» What the exercise asks
Beginning at the line that contains "--detect jacket sleeve", return every remaining line of the data below exactly; return nothing before it.

[Start of Attachment]

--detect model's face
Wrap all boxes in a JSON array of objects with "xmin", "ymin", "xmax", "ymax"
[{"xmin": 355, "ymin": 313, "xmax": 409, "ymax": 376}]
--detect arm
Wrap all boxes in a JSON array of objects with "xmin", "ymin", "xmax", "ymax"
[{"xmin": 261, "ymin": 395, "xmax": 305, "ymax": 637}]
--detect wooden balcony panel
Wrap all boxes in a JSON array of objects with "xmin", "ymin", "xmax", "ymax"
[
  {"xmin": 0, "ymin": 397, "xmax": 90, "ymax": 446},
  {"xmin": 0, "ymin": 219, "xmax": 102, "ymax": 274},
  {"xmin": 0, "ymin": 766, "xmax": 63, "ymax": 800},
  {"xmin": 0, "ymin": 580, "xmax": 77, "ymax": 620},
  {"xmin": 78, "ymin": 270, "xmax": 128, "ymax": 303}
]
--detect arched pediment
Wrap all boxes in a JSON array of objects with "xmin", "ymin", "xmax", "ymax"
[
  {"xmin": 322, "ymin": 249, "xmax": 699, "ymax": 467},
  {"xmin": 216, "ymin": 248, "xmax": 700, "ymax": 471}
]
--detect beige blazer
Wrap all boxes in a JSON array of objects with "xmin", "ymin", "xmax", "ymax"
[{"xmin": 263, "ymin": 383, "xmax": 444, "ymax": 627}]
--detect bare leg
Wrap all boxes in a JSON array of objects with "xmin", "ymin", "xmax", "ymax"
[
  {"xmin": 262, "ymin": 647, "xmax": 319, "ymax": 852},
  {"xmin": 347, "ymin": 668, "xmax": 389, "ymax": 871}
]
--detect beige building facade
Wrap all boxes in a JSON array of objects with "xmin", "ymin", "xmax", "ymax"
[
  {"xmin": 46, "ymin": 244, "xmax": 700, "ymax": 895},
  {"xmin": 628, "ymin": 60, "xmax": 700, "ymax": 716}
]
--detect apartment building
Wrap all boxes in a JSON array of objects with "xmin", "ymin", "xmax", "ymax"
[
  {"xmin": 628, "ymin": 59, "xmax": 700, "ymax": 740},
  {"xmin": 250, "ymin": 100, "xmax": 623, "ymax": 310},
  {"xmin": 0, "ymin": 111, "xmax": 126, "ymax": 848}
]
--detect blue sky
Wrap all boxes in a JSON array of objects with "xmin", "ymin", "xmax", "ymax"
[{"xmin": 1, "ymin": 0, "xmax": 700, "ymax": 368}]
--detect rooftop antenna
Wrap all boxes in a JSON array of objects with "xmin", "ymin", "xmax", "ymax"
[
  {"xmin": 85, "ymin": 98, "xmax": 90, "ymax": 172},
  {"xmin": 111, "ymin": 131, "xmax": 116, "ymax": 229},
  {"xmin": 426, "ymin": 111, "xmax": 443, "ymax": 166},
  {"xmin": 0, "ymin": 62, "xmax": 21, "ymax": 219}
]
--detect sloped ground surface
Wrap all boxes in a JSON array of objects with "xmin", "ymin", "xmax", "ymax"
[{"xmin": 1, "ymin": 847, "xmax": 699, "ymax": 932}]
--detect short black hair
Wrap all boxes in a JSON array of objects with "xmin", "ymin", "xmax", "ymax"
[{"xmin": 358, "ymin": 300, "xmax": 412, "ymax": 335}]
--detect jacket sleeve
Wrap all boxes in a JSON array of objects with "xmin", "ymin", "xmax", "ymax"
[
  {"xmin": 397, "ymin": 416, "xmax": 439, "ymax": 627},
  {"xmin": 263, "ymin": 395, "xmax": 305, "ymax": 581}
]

[End of Attachment]

» Answer for the task
--detect jacket sleeve
Wrap all boxes in a JSON array of objects with "xmin", "ymin", "xmax", "ymax"
[
  {"xmin": 397, "ymin": 416, "xmax": 439, "ymax": 627},
  {"xmin": 263, "ymin": 395, "xmax": 305, "ymax": 581}
]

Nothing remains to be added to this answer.